* _Consigne a_
Pouvez-vous réécrire plus brièvement, sous forme de liste, le paragraphe de l'extrait qui commence par « Etait-ce bon pour René », en gardant ses faits principaux ?
##### Extrait cité #####
[...] ... Etait-ce bon pour René, que d'accepter avec tant de zèle et de ferveur l'influence de Breton, de s'y soumettre si totalement ? Si on l'aimait - et je l'aimais - on ne pouvait que s'en inquiéter pour lui. Le Surréalisme, en tant que doctrine esthétique et psychologique, et les surréalistes, en tant que confrérie de conjurés belliqueux, avaient assurément bien des choses à offrir : de l'esprit, une inspiration, les attraits d'un art encore nouveau, un jargon lyrique et pseudo-scientifique qui n'avait jusque-là jamais existé sous cette forme, avec des accents aussi provocants. Le Marquis de Sade et l'Apocalypse, Marx et Rimbaud, Lénine et Freud, la paranoïa et le champ de foire, - qui jette dans la même marmite des ingrédients aussi incompatibles et les mélange pour en faire un cocktail aura bien certainement une mixture assez piquante à vous servir. L'effet du breuvage sera peut-être stimulant. Mais pourra-t-il apaiser la soif d'un garçon à la jeunesse inquiète, profondément troublée, et qui s'efforce, avec ferveur, d'accomplir sa tâche ? Mon ami René Crevel, à la recherche d'un chemin, s'en remettait, pour le guider, à un esprit de farfadet, paradoxal, insolent et despotique. Ce jeune être aux dons merveilleux, perdu dans notre époque stupidement vulgaire, étrangère et hostile à la jeunesse et à l'esprit, se sentait si isolé, si désemparé et si tourmenté, qu'il lui fallait se raccrocher à n'importe quel programme, à n'importe quel dogme. Mais n'était-ce pas un programme confus et nihiliste, une farce d'étudiants qui s'était figée en dogme ? Les iconoclastes surréalistes, sous l'amusant petit drapeau desquels il s'enrôla, avaient-ils une idée claire de leur direction et de leur but ? Ils se divertissaient à ridiculiser, comme des gamins, les normes de l'éthique et de l'esthétique des époques révolues. Au diable la morale chrétienne, celle du Siècle des Lumières, celle de la Révolution française ! Foin du culte ennuyeux de la beauté, célébré par l'Antiquité et la Renaissance ! A la poubelle, la Vénus de Milo ! A sa place, nous adorons à présent une nouvelle déesse, une Vénus à queue de poisson, avec des yeux remplis de poux, et un piano en guise de poitrine. Et c'est ainsi que l'on a jeté par-dessus bord, dans une grande envolée révolutionnaire, tous les clichés du passé pour tomber finalement dans un nouveau cliché qui ne se distingue des premiers que par sa laideur ...
##### Matériel de l'exercice #####
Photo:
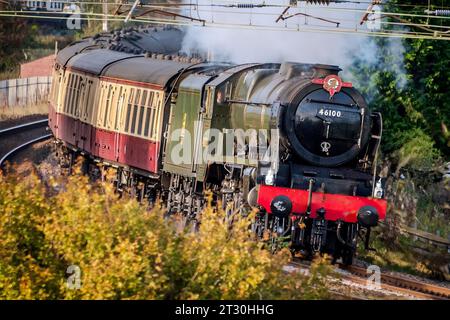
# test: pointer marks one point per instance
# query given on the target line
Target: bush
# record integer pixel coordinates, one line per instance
(126, 251)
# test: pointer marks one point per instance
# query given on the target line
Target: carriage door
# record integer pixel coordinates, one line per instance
(118, 120)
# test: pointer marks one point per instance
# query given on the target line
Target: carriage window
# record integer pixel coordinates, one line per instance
(119, 108)
(135, 110)
(72, 93)
(76, 100)
(66, 98)
(87, 100)
(157, 108)
(108, 102)
(130, 105)
(151, 114)
(141, 111)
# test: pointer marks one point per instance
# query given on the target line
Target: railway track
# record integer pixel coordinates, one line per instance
(412, 287)
(15, 139)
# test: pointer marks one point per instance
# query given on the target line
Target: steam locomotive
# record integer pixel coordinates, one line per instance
(174, 127)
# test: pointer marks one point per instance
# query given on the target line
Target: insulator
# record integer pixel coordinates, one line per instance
(318, 1)
(442, 13)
#####
* _Consigne b_
Comptez les lignes de la liste qui contiennent le mot « carriage » : combien y en a-t-il ? Donnez seulement le nombre.

* _Réponse complète a_
- Le texte s'inquiète de voir René Crevel accepter avec zèle l'influence de Breton et s'y soumettre totalement.
- Le Surréalisme offrait de l'esprit, une inspiration, l'attrait d'un art nouveau et un jargon lyrique et pseudo-scientifique provocant.
- Il mêlait des ingrédients incompatibles : Sade et l'Apocalypse, Marx et Rimbaud, Lénine et Freud, la paranoïa et le champ de foire. Ce breuvage piquant était peut-être stimulant, mais il ne pouvait pas apaiser la soif d'une jeunesse troublée.
- Crevel vivait dans une époque hostile à la jeunesse et à l'esprit. Isolé, désemparé et tourmenté, il se raccrochait à n'importe quel dogme et suivait un esprit de farfadet paradoxal, insolent et despotique.
- Le programme surréaliste y est jugé confus et nihiliste : une farce d'étudiants figée en dogme, sans direction ni but clairs.
- Les surréalistes ridiculisaient la morale chrétienne, celle des Lumières et celle de la Révolution française, ainsi que le culte de la beauté hérité de l'Antiquité et de la Renaissance. Ils remplaçaient la Vénus de Milo par une Vénus à queue de poisson.
- En rejetant les clichés du passé, ils sont tombés dans un nouveau cliché, qui ne s'en distingue que par sa laideur.

* _Réponse complète b_
2